AIM OF THE TASK: The task calls for each record to be given again unchanged, minus any pictures.

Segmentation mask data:
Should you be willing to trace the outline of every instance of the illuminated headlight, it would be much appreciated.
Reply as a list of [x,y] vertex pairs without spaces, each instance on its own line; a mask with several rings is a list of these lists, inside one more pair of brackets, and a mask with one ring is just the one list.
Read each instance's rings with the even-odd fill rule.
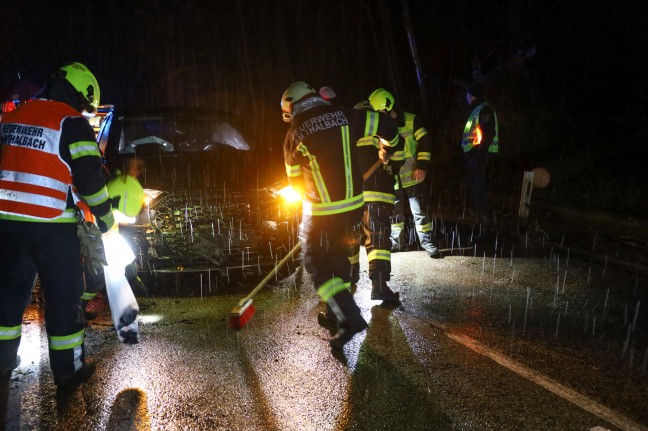
[[144,205],[150,207],[153,201],[162,194],[161,190],[144,189]]
[[301,201],[301,196],[291,186],[286,186],[282,189],[277,190],[277,194],[281,196],[288,204],[293,204],[295,202]]

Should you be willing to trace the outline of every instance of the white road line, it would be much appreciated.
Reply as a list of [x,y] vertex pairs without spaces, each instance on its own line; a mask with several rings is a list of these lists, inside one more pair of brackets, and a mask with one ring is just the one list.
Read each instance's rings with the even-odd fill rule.
[[472,338],[466,337],[464,335],[456,335],[449,332],[445,332],[445,334],[452,340],[474,350],[480,355],[494,360],[498,364],[506,367],[514,373],[519,374],[520,376],[528,380],[531,380],[532,382],[545,388],[546,390],[553,392],[559,397],[573,404],[576,404],[583,410],[588,411],[593,415],[596,415],[623,430],[648,431],[648,427],[634,422],[633,420],[623,416],[622,414],[597,403],[596,401],[586,397],[585,395],[579,394],[575,390],[568,388],[567,386],[564,386],[556,382],[555,380],[552,380],[551,378],[542,375],[535,370],[532,370],[531,368],[525,367],[524,365],[508,358],[507,356],[484,346],[479,341],[473,340]]

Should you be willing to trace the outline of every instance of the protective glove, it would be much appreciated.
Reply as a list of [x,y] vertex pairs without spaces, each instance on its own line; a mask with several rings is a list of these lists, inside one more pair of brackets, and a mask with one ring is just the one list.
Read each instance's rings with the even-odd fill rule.
[[92,275],[101,274],[103,266],[107,265],[107,262],[99,228],[96,224],[88,221],[79,222],[77,223],[77,237],[81,246],[85,270]]
[[100,217],[97,217],[97,225],[99,226],[101,233],[106,233],[115,226],[115,216],[113,215],[112,210]]

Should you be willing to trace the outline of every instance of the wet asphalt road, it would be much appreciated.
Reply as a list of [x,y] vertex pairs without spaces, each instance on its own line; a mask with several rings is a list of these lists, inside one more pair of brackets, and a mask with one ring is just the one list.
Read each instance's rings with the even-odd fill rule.
[[340,355],[301,271],[261,291],[240,331],[227,313],[244,294],[139,298],[136,345],[99,303],[86,341],[98,370],[70,391],[53,385],[32,306],[22,364],[1,383],[5,429],[648,429],[646,279],[517,247],[394,254],[396,309],[369,299],[363,257],[369,329]]

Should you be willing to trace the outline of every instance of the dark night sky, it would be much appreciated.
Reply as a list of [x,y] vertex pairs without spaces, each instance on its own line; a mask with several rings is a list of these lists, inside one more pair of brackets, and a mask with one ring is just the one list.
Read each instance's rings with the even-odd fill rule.
[[[18,72],[42,84],[53,69],[80,61],[97,76],[103,103],[218,107],[239,118],[253,147],[278,149],[286,130],[279,99],[295,80],[329,85],[344,104],[387,87],[422,111],[402,4],[4,0],[0,88]],[[648,128],[648,2],[408,4],[428,125],[446,157],[458,145],[461,84],[476,60],[515,166],[548,166],[563,188],[613,178],[648,193],[638,143]],[[535,55],[512,62],[531,48]],[[574,161],[585,166],[578,173]]]

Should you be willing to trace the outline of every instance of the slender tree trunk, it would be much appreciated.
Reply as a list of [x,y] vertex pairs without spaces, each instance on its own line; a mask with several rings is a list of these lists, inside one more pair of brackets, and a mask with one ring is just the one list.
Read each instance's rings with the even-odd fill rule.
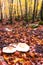
[[38,5],[39,5],[39,1],[37,0],[37,5],[36,5],[36,18],[38,16]]
[[30,0],[30,5],[29,5],[29,19],[31,19],[32,16],[32,0]]
[[1,7],[1,1],[0,1],[0,21],[2,22],[2,7]]
[[17,15],[19,16],[19,10],[18,10],[18,0],[17,0]]
[[28,17],[27,17],[27,0],[25,0],[25,21],[28,22]]
[[31,15],[32,15],[32,0],[31,0],[31,4],[30,5],[31,5],[31,7],[30,7],[31,9],[30,10],[31,10]]
[[13,18],[15,19],[15,15],[16,15],[16,9],[15,9],[15,5],[14,5],[14,0],[13,0]]
[[19,0],[19,3],[20,3],[21,17],[23,17],[22,6],[21,6],[21,0]]
[[33,16],[32,16],[32,22],[35,21],[35,11],[36,11],[36,0],[34,0],[34,10],[33,10]]
[[41,5],[40,17],[41,17],[41,20],[43,21],[43,0]]
[[12,23],[12,9],[13,9],[13,0],[9,1],[9,14],[10,14],[10,23]]

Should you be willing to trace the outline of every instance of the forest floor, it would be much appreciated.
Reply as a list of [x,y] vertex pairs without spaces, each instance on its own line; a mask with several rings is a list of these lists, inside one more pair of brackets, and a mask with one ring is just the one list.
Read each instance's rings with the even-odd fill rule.
[[[19,42],[26,43],[30,46],[29,52],[15,52],[15,54],[17,53],[17,57],[19,57],[19,55],[21,54],[24,54],[23,58],[26,61],[22,65],[43,65],[43,25],[35,24],[35,28],[31,25],[34,24],[24,25],[24,23],[22,22],[15,22],[12,25],[0,24],[0,48],[4,47],[4,44],[9,45],[11,43],[13,44]],[[11,60],[7,62],[8,65],[13,65],[13,60],[12,62]],[[32,64],[29,64],[29,62],[31,62]],[[20,64],[18,63],[18,65]]]

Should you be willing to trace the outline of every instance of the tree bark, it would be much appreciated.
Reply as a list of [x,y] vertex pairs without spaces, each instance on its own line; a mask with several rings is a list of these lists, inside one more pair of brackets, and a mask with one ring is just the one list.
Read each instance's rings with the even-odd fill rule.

YOUR RESPONSE:
Should you be willing to trace the outline of every instance of the illuminated headlight, it would be much appreciated.
Reply as a list of [x,y] vertex pairs without spaces, each instance on its own line; a mask with several rings is a list of these lists, inside one more pair of brackets, and a mask with one ring is just the one list.
Read each instance's rings with the even-odd fill rule.
[[144,205],[150,207],[153,201],[162,194],[161,190],[144,189]]
[[301,201],[301,196],[291,186],[286,186],[282,189],[277,190],[277,194],[281,196],[288,204],[293,204],[295,202]]

Should you be willing to trace the outline of every instance of the white road line, it would be much appreciated.
Reply as a list of [x,y] vertex pairs without spaces, each instance on its own line; a mask with several rings is a list of these lists, inside one more pair of brackets, and a mask with one ring is just the one list.
Read each instance's rings with the even-odd fill rule.
[[472,338],[466,337],[464,335],[456,335],[449,332],[445,332],[445,334],[452,340],[474,350],[480,355],[494,360],[498,364],[506,367],[514,373],[519,374],[520,376],[528,380],[531,380],[532,382],[545,388],[546,390],[553,392],[559,397],[573,404],[576,404],[583,410],[588,411],[593,415],[596,415],[623,430],[648,431],[648,427],[634,422],[633,420],[623,416],[622,414],[597,403],[596,401],[586,397],[585,395],[579,394],[575,390],[568,388],[567,386],[564,386],[556,382],[555,380],[552,380],[551,378],[542,375],[535,370],[532,370],[531,368],[525,367],[524,365],[508,358],[507,356],[484,346],[479,341],[473,340]]

Should you be willing to trace the outline of every instance of the protective glove, it would be much appreciated.
Reply as a list of [x,y] vertex pairs without spaces, each instance on its own line; a mask with several rings is a list of these lists, inside one more pair of brackets, and a mask with one ring is just the one list.
Read each instance's rings with the even-odd fill rule.
[[92,275],[101,274],[103,266],[107,265],[107,262],[99,228],[96,224],[88,221],[79,222],[77,223],[77,237],[81,246],[85,270]]
[[100,217],[97,217],[97,225],[99,226],[101,233],[106,233],[115,226],[115,216],[113,215],[112,210]]

Should you be willing to trace the outline of every instance of the wet asphalt road, it would be much appreciated.
Reply as a list of [x,y] vertex pairs without spaces, each instance on its own line; a mask with several rings is a list of these lists, inside one more pair of brackets, and a mask with one ring is just the one list.
Read each instance's rings with the even-odd fill rule.
[[340,355],[301,271],[261,291],[240,331],[227,313],[244,294],[139,298],[136,345],[99,303],[86,341],[98,370],[70,391],[53,385],[32,306],[22,364],[1,383],[5,429],[648,429],[646,279],[517,247],[394,254],[396,309],[369,299],[363,257],[369,329]]

Should you be willing to trace the outline of every instance of the dark night sky, it would be much appreciated.
Reply as a list of [x,y] vertex pairs without spaces, each instance on its own line; a mask with several rings is a list of these lists, inside one more pair of brackets, and a mask with one ring is just the one list.
Read each instance's rings with the even-odd fill rule.
[[[18,72],[42,84],[53,69],[80,61],[97,76],[103,103],[218,107],[239,118],[253,147],[278,149],[286,130],[279,99],[295,80],[329,85],[344,104],[387,87],[422,111],[402,4],[4,0],[0,88]],[[648,128],[648,2],[408,4],[428,125],[446,157],[458,145],[461,84],[476,60],[515,166],[548,166],[563,188],[613,178],[648,193],[638,143]],[[535,55],[512,62],[531,48]],[[574,161],[585,166],[578,173]]]

Should you be willing to trace the outline of every instance of the slender tree trunk, it would be much appreciated.
Reply as a list of [x,y] vertex pairs without spaces, each instance on its own line; a mask with several rings is a list of these lists, inside one more pair of brackets, and a mask with one ring is just the one list.
Read each instance's rings with the even-odd fill rule.
[[38,5],[39,5],[39,1],[37,0],[37,5],[36,5],[36,18],[38,16]]
[[30,0],[30,5],[29,5],[29,19],[31,19],[32,16],[32,0]]
[[1,7],[1,1],[0,1],[0,21],[2,22],[2,7]]
[[17,15],[19,16],[19,10],[18,10],[18,0],[17,0]]
[[28,17],[27,17],[27,0],[25,0],[25,21],[28,22]]
[[31,15],[32,15],[32,0],[31,0],[31,4],[30,5],[31,5],[31,7],[30,7],[31,9],[30,10],[31,10]]
[[13,18],[15,19],[15,15],[16,15],[16,9],[15,9],[15,5],[14,5],[14,0],[13,0]]
[[19,0],[19,3],[20,3],[21,17],[23,17],[22,6],[21,6],[21,0]]
[[33,16],[32,16],[32,22],[35,21],[35,11],[36,11],[36,0],[34,0],[34,10],[33,10]]
[[41,5],[40,17],[41,17],[41,20],[43,21],[43,0]]
[[12,23],[12,9],[13,9],[13,0],[9,1],[9,14],[10,14],[10,23]]

Should you be willing to trace the outline of every instance of the forest floor, it would be much appreciated.
Reply as a list of [x,y] vertex pairs without spaces, each instance on its own line; a mask with several rings is a list of these lists, inside one more pair of brackets, and a mask with one ring is just the one list.
Read each instance's rings with the even-odd fill rule.
[[[19,42],[26,43],[30,46],[29,52],[15,52],[15,54],[17,53],[17,57],[19,57],[19,55],[21,54],[24,54],[23,58],[26,61],[22,65],[43,65],[43,25],[35,24],[35,28],[31,25],[34,24],[24,25],[24,23],[22,22],[15,22],[12,25],[0,24],[0,48],[4,47],[4,44],[9,45],[11,43],[13,44]],[[11,60],[7,62],[8,65],[13,65],[13,60],[12,62]],[[32,64],[29,64],[29,62],[31,62]],[[20,64],[18,63],[18,65]]]

Should you be willing to trace the outline of every instance of the tree bark, it would be much appreciated.
Reply as a list of [x,y] vertex pairs without spaces, each instance on its own line; a mask with several rings is a list of these lists, inside one more pair of brackets, and a mask with one ring is just the one list.
Read each instance's rings with the even-odd fill rule.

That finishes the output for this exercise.